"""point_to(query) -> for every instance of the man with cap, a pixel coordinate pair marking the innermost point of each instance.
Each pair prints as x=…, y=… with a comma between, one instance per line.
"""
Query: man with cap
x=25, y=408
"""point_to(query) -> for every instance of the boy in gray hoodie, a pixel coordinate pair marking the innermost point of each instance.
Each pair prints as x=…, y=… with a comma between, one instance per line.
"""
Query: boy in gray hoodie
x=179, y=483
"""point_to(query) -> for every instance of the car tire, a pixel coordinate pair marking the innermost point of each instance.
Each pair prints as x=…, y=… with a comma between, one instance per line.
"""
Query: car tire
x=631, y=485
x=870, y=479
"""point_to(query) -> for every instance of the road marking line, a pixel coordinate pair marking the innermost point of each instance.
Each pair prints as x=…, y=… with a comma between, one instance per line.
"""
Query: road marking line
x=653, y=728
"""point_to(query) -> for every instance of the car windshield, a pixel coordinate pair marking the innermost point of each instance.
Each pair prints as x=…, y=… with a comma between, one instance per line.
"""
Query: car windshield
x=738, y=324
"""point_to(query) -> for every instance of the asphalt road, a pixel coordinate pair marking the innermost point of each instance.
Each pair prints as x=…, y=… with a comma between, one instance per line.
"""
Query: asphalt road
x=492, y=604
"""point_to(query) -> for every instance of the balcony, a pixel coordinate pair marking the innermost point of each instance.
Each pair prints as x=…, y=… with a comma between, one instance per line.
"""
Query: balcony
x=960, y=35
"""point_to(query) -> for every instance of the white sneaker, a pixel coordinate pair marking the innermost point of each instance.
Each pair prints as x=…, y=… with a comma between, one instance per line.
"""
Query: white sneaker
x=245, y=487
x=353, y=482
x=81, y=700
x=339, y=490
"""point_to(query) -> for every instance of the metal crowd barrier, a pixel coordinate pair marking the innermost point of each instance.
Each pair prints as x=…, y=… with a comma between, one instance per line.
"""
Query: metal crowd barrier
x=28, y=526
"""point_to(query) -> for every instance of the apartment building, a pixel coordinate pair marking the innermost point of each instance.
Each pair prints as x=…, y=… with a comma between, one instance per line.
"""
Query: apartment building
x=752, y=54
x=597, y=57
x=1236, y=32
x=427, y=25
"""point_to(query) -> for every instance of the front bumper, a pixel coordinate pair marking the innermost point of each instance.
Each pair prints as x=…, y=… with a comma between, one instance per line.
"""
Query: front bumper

****************************************

** TASK STATEMENT **
Retype the entries above. Match them exactly.

** ANSWER SECTION **
"""point_to(query) -> for every instance of the man with cap, a pixel coordinate pair marking the innermost point of each instance.
Each pair prints as x=…, y=… with a comma between, one instance per line.
"""
Query: man with cap
x=25, y=408
"""point_to(query) -> for every instance of the boy in gray hoodie, a pixel coordinate pair marking the innermost point of each instance.
Each pair prints as x=…, y=… with a comma between, one instance per line.
"""
Query: boy in gray hoodie
x=179, y=483
"""point_to(query) -> for every instance of the car tire, a pixel coordinate pair marking the innermost point of each instance.
Each pair prints as x=…, y=… with a comma between, one instance per line.
"""
Query: car tire
x=631, y=485
x=870, y=479
"""point_to(query) -> for every instance of the road marking line, a pixel coordinate pair marking the innermost point of each instance.
Each pair prints as x=…, y=… with a comma between, one instance per line.
"""
Query: road marking line
x=653, y=728
"""point_to(query) -> for every instance of the car windshield, a pixel coordinate pair marking the innermost point of each instance.
Each pair prints as x=…, y=… with a comma between, one instance per line.
"""
Query: car windshield
x=738, y=324
"""point_to(query) -> for every instance of the asphalt road, a pixel coordinate pair marking the innermost point of each instance.
Each pair prints as x=…, y=… with a comma between, one instance per line.
"""
Query: asphalt road
x=492, y=604
"""point_to(query) -> for every instance of the balcony, a pixel coordinate pair marking the innermost point of each instance.
Each pair prints as x=…, y=… with a comma between, one instance per line.
"""
Query: balcony
x=960, y=35
"""point_to(query) -> for every instance of the white sneaker, a pixel coordinate pair marking the innermost point of each instance.
Each pair prints as x=…, y=… with a comma between, one instance per line.
"""
Query: white sneaker
x=245, y=487
x=353, y=482
x=81, y=700
x=339, y=490
"""point_to(query) -> for every instance of the metal crowd barrier, a pixel coordinate pair marking the innermost point of each instance.
Each pair prints as x=…, y=… with a comma between, one instance per line.
"""
Query: metal crowd barrier
x=28, y=526
"""point_to(query) -> for every instance of the apartment building, a pixel coordinate pair marking the innermost point of each instance.
Each pair prints as x=…, y=… with a comma between, one instance per line.
"""
Query: apartment building
x=752, y=54
x=597, y=57
x=1236, y=32
x=427, y=25
"""point_to(query) -> for every instance of the front bumper, a pixel coordinate pair marking the innermost point of each instance.
Each pair prints as x=…, y=… with a comma between, one instance per line.
"""
Query: front bumper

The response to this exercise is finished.